**DO THIS**
Arrange the lines from the one containing "to detect red" through the end of the entries below as a JSON list of strings, with one string per line and no blank lines. Leave the pictures out.

Bounding box annotation entries:

[BEGIN]

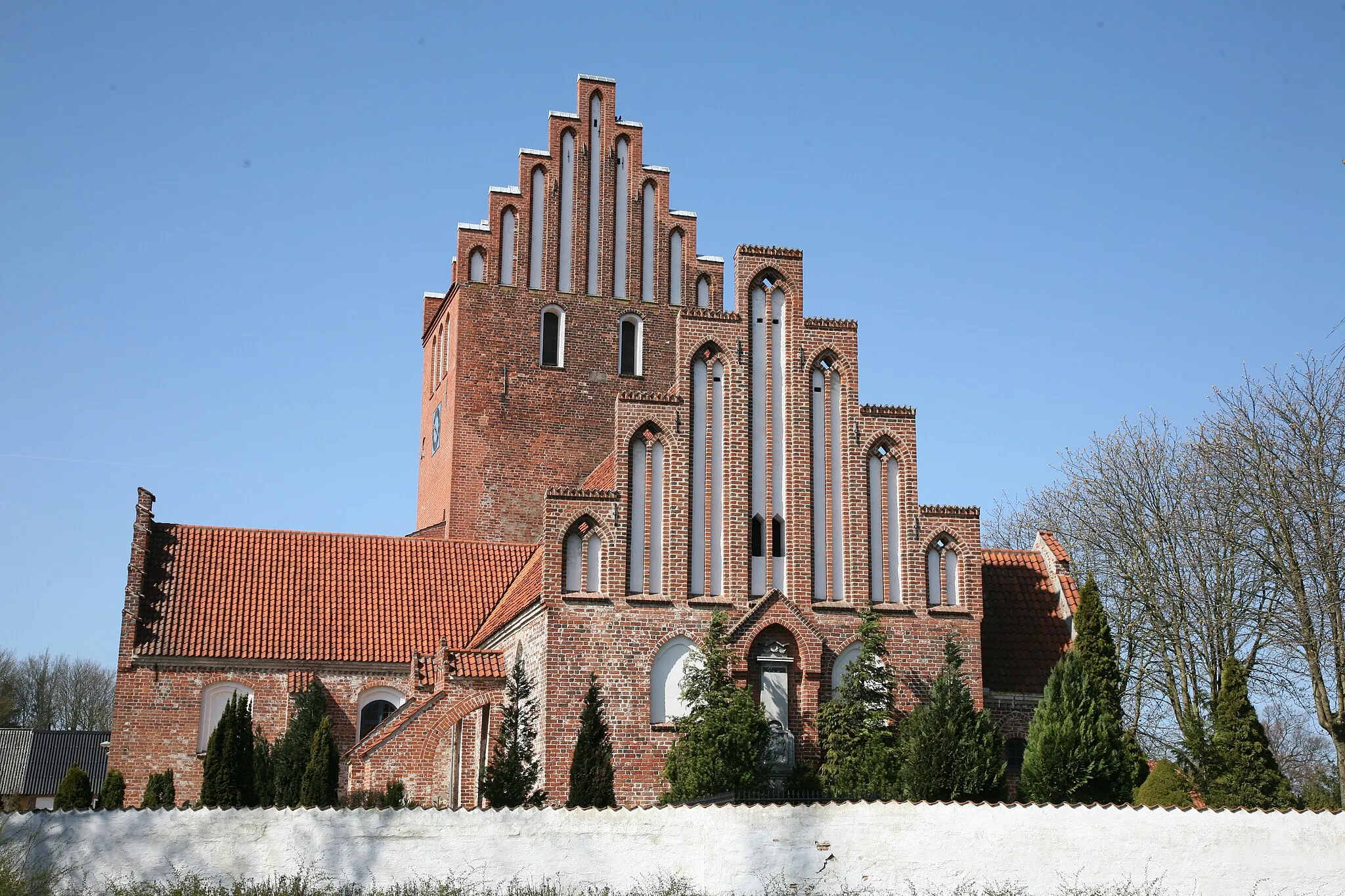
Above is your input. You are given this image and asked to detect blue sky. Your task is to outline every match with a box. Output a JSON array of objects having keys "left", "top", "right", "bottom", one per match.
[{"left": 8, "top": 0, "right": 1345, "bottom": 662}]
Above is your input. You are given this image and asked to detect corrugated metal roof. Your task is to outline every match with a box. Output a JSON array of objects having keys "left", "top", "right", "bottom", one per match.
[{"left": 0, "top": 728, "right": 112, "bottom": 797}]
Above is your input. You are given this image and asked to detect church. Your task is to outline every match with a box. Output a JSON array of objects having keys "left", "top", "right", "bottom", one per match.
[{"left": 110, "top": 75, "right": 1077, "bottom": 807}]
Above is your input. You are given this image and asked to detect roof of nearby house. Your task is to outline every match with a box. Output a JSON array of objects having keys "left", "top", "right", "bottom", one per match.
[
  {"left": 0, "top": 728, "right": 112, "bottom": 797},
  {"left": 135, "top": 523, "right": 537, "bottom": 662},
  {"left": 981, "top": 548, "right": 1076, "bottom": 693}
]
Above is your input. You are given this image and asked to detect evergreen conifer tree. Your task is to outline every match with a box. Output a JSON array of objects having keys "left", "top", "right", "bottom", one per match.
[
  {"left": 565, "top": 672, "right": 616, "bottom": 809},
  {"left": 901, "top": 637, "right": 1005, "bottom": 801},
  {"left": 299, "top": 716, "right": 340, "bottom": 809},
  {"left": 1201, "top": 654, "right": 1294, "bottom": 809},
  {"left": 140, "top": 769, "right": 177, "bottom": 809},
  {"left": 200, "top": 692, "right": 257, "bottom": 809},
  {"left": 1136, "top": 759, "right": 1190, "bottom": 809},
  {"left": 271, "top": 678, "right": 327, "bottom": 806},
  {"left": 818, "top": 607, "right": 901, "bottom": 800},
  {"left": 54, "top": 765, "right": 93, "bottom": 809},
  {"left": 481, "top": 653, "right": 546, "bottom": 809},
  {"left": 1018, "top": 647, "right": 1134, "bottom": 803},
  {"left": 661, "top": 611, "right": 771, "bottom": 803},
  {"left": 99, "top": 769, "right": 127, "bottom": 809},
  {"left": 252, "top": 728, "right": 276, "bottom": 806}
]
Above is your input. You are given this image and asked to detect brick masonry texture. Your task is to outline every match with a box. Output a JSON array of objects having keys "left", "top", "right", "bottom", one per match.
[{"left": 112, "top": 77, "right": 1076, "bottom": 806}]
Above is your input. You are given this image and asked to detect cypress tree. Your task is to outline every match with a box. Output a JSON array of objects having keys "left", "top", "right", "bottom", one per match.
[
  {"left": 299, "top": 716, "right": 340, "bottom": 809},
  {"left": 54, "top": 765, "right": 93, "bottom": 809},
  {"left": 99, "top": 769, "right": 127, "bottom": 809},
  {"left": 565, "top": 672, "right": 616, "bottom": 809},
  {"left": 200, "top": 692, "right": 257, "bottom": 809},
  {"left": 901, "top": 637, "right": 1005, "bottom": 801},
  {"left": 659, "top": 611, "right": 771, "bottom": 803},
  {"left": 1201, "top": 654, "right": 1294, "bottom": 809},
  {"left": 818, "top": 607, "right": 901, "bottom": 800},
  {"left": 481, "top": 653, "right": 546, "bottom": 809},
  {"left": 140, "top": 769, "right": 177, "bottom": 809},
  {"left": 1018, "top": 649, "right": 1134, "bottom": 803},
  {"left": 271, "top": 678, "right": 327, "bottom": 806},
  {"left": 252, "top": 728, "right": 276, "bottom": 806},
  {"left": 1136, "top": 759, "right": 1190, "bottom": 809}
]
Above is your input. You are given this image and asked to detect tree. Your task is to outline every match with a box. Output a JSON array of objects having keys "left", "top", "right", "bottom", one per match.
[
  {"left": 818, "top": 607, "right": 901, "bottom": 800},
  {"left": 481, "top": 653, "right": 546, "bottom": 809},
  {"left": 200, "top": 692, "right": 257, "bottom": 809},
  {"left": 252, "top": 728, "right": 276, "bottom": 806},
  {"left": 659, "top": 611, "right": 771, "bottom": 803},
  {"left": 1136, "top": 759, "right": 1190, "bottom": 809},
  {"left": 54, "top": 765, "right": 93, "bottom": 809},
  {"left": 299, "top": 716, "right": 340, "bottom": 809},
  {"left": 140, "top": 769, "right": 177, "bottom": 809},
  {"left": 901, "top": 637, "right": 1005, "bottom": 801},
  {"left": 1200, "top": 657, "right": 1294, "bottom": 809},
  {"left": 271, "top": 678, "right": 327, "bottom": 806},
  {"left": 99, "top": 769, "right": 127, "bottom": 809},
  {"left": 565, "top": 672, "right": 616, "bottom": 809},
  {"left": 1018, "top": 647, "right": 1134, "bottom": 803}
]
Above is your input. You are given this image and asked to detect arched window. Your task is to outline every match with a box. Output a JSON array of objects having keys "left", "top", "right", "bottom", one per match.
[
  {"left": 650, "top": 637, "right": 699, "bottom": 724},
  {"left": 811, "top": 357, "right": 845, "bottom": 601},
  {"left": 357, "top": 688, "right": 406, "bottom": 740},
  {"left": 556, "top": 131, "right": 574, "bottom": 293},
  {"left": 925, "top": 534, "right": 958, "bottom": 607},
  {"left": 612, "top": 137, "right": 631, "bottom": 298},
  {"left": 500, "top": 208, "right": 515, "bottom": 286},
  {"left": 669, "top": 230, "right": 682, "bottom": 305},
  {"left": 527, "top": 165, "right": 546, "bottom": 289},
  {"left": 617, "top": 314, "right": 644, "bottom": 376},
  {"left": 540, "top": 305, "right": 565, "bottom": 367},
  {"left": 831, "top": 641, "right": 864, "bottom": 698},
  {"left": 196, "top": 681, "right": 253, "bottom": 752},
  {"left": 563, "top": 519, "right": 603, "bottom": 594},
  {"left": 640, "top": 180, "right": 657, "bottom": 302},
  {"left": 627, "top": 423, "right": 667, "bottom": 594},
  {"left": 869, "top": 443, "right": 901, "bottom": 603}
]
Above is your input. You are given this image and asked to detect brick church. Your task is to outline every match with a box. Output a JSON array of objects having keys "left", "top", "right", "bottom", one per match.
[{"left": 110, "top": 75, "right": 1076, "bottom": 807}]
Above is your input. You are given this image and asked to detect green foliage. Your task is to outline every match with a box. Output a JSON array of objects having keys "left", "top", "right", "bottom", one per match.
[
  {"left": 55, "top": 765, "right": 93, "bottom": 809},
  {"left": 1201, "top": 656, "right": 1295, "bottom": 809},
  {"left": 818, "top": 607, "right": 901, "bottom": 800},
  {"left": 99, "top": 769, "right": 127, "bottom": 809},
  {"left": 271, "top": 678, "right": 327, "bottom": 806},
  {"left": 299, "top": 716, "right": 340, "bottom": 807},
  {"left": 252, "top": 728, "right": 276, "bottom": 806},
  {"left": 565, "top": 672, "right": 616, "bottom": 809},
  {"left": 661, "top": 611, "right": 771, "bottom": 803},
  {"left": 901, "top": 637, "right": 1005, "bottom": 801},
  {"left": 481, "top": 653, "right": 546, "bottom": 809},
  {"left": 140, "top": 769, "right": 177, "bottom": 809},
  {"left": 1018, "top": 649, "right": 1134, "bottom": 803},
  {"left": 1136, "top": 759, "right": 1190, "bottom": 809},
  {"left": 200, "top": 691, "right": 257, "bottom": 809}
]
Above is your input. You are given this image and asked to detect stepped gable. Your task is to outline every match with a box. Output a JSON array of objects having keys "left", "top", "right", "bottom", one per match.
[
  {"left": 981, "top": 548, "right": 1073, "bottom": 693},
  {"left": 135, "top": 523, "right": 535, "bottom": 664}
]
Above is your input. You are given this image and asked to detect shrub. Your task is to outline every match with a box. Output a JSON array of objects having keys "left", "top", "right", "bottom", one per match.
[
  {"left": 99, "top": 769, "right": 127, "bottom": 809},
  {"left": 55, "top": 765, "right": 93, "bottom": 809},
  {"left": 659, "top": 611, "right": 771, "bottom": 803},
  {"left": 901, "top": 637, "right": 1005, "bottom": 801},
  {"left": 481, "top": 654, "right": 546, "bottom": 807},
  {"left": 299, "top": 716, "right": 340, "bottom": 809},
  {"left": 565, "top": 672, "right": 616, "bottom": 807},
  {"left": 1136, "top": 759, "right": 1190, "bottom": 809}
]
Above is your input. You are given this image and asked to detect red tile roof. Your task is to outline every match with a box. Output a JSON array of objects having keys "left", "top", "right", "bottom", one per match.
[
  {"left": 135, "top": 523, "right": 537, "bottom": 662},
  {"left": 981, "top": 548, "right": 1073, "bottom": 693}
]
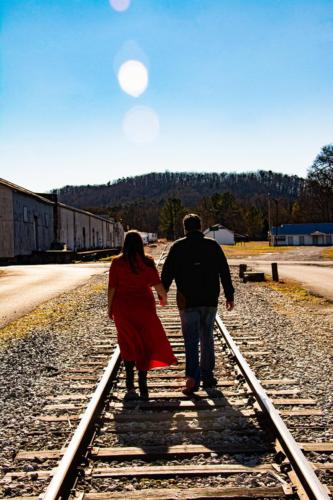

[END]

**WRITTEN ANSWER**
[
  "Above is your input. You are given this image and asked to detect red tile roof. Your task is to outline every match with a box. Output a JSON array of objects having keys \"left\", \"top\", \"right\", \"bottom\", one per match.",
  "[",
  "  {\"left\": 135, \"top\": 523, \"right\": 537, \"bottom\": 662},",
  "  {\"left\": 981, \"top\": 548, \"right\": 1073, \"bottom\": 693}",
  "]"
]